WHAT THE TASK ASKS: Output all of the records exactly, word for word.

** Opening GIVEN DATA block **

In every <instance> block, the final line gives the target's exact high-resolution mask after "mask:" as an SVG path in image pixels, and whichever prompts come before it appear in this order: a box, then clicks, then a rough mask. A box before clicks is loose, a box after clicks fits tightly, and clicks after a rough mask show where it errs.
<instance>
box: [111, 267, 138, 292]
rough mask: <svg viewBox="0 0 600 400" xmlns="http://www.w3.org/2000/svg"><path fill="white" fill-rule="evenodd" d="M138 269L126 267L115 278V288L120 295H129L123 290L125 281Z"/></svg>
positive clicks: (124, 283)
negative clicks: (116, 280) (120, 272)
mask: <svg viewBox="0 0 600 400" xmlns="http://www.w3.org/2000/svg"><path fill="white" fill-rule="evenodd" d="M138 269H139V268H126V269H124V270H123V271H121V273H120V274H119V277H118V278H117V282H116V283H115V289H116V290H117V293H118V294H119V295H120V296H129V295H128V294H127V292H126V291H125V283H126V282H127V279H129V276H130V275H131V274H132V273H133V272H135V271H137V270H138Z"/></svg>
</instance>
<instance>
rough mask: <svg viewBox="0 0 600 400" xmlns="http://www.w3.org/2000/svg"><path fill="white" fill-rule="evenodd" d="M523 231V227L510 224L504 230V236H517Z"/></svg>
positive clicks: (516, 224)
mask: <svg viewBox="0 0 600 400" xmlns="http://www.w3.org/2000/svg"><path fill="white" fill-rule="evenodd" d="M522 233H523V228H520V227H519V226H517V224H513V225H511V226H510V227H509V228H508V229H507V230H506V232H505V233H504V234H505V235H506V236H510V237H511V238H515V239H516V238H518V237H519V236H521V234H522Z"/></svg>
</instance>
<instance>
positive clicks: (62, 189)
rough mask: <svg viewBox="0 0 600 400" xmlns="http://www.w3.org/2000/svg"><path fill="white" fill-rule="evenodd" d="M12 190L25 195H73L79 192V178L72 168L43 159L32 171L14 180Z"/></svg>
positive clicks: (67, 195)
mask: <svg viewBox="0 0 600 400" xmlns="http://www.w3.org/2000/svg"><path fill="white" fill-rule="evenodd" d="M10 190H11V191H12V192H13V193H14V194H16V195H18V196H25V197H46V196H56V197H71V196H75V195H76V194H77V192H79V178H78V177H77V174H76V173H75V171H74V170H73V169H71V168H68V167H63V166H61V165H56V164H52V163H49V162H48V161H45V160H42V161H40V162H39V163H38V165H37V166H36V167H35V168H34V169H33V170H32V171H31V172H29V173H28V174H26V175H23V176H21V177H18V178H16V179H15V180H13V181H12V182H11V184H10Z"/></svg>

** Closing GIVEN DATA block **

ANSWER FOR THE TASK:
In every <instance> block, the final line gives the target's exact high-resolution mask after "mask:" as an SVG path in image pixels, and whichever prompts come before it appear in this order: a box, then clicks, then a rough mask. A box before clicks is loose, a box after clicks fits tightly, and clicks after a rough mask show where it errs.
<instance>
box: [111, 267, 138, 292]
rough mask: <svg viewBox="0 0 600 400" xmlns="http://www.w3.org/2000/svg"><path fill="white" fill-rule="evenodd" d="M138 269L126 267L115 278V288L120 295H129L123 290L125 281Z"/></svg>
positive clicks: (124, 283)
negative clicks: (116, 280) (120, 272)
mask: <svg viewBox="0 0 600 400" xmlns="http://www.w3.org/2000/svg"><path fill="white" fill-rule="evenodd" d="M138 269H139V268H126V269H124V270H123V271H121V273H120V274H119V277H118V278H117V282H116V283H115V289H116V290H117V293H118V294H119V295H120V296H129V295H128V294H127V292H126V291H125V283H126V282H127V279H129V276H130V275H131V274H132V273H133V272H135V271H137V270H138Z"/></svg>
</instance>
<instance>
rough mask: <svg viewBox="0 0 600 400" xmlns="http://www.w3.org/2000/svg"><path fill="white" fill-rule="evenodd" d="M523 231V227L510 224L504 230V236H517Z"/></svg>
positive clicks: (516, 224)
mask: <svg viewBox="0 0 600 400" xmlns="http://www.w3.org/2000/svg"><path fill="white" fill-rule="evenodd" d="M522 233H523V228H520V227H519V226H517V224H513V225H511V226H510V227H509V228H508V229H507V230H506V232H505V233H504V234H505V235H506V236H510V237H511V238H515V239H516V238H518V237H519V236H521V234H522Z"/></svg>
</instance>
<instance>
positive clicks: (62, 189)
rough mask: <svg viewBox="0 0 600 400" xmlns="http://www.w3.org/2000/svg"><path fill="white" fill-rule="evenodd" d="M12 190L25 195H73L79 192V178L72 168L43 159L32 171L14 180Z"/></svg>
positive clicks: (67, 195)
mask: <svg viewBox="0 0 600 400" xmlns="http://www.w3.org/2000/svg"><path fill="white" fill-rule="evenodd" d="M10 190H11V191H12V192H13V193H14V194H16V195H18V196H25V197H46V196H56V197H71V196H75V195H76V194H77V192H79V178H78V177H77V174H76V173H75V171H74V170H73V169H71V168H68V167H63V166H61V165H56V164H52V163H49V162H48V161H45V160H42V161H40V162H39V163H38V165H37V166H36V167H35V168H34V169H33V170H32V171H31V172H29V173H28V174H26V175H23V176H21V177H18V178H16V179H15V180H13V181H12V182H11V184H10Z"/></svg>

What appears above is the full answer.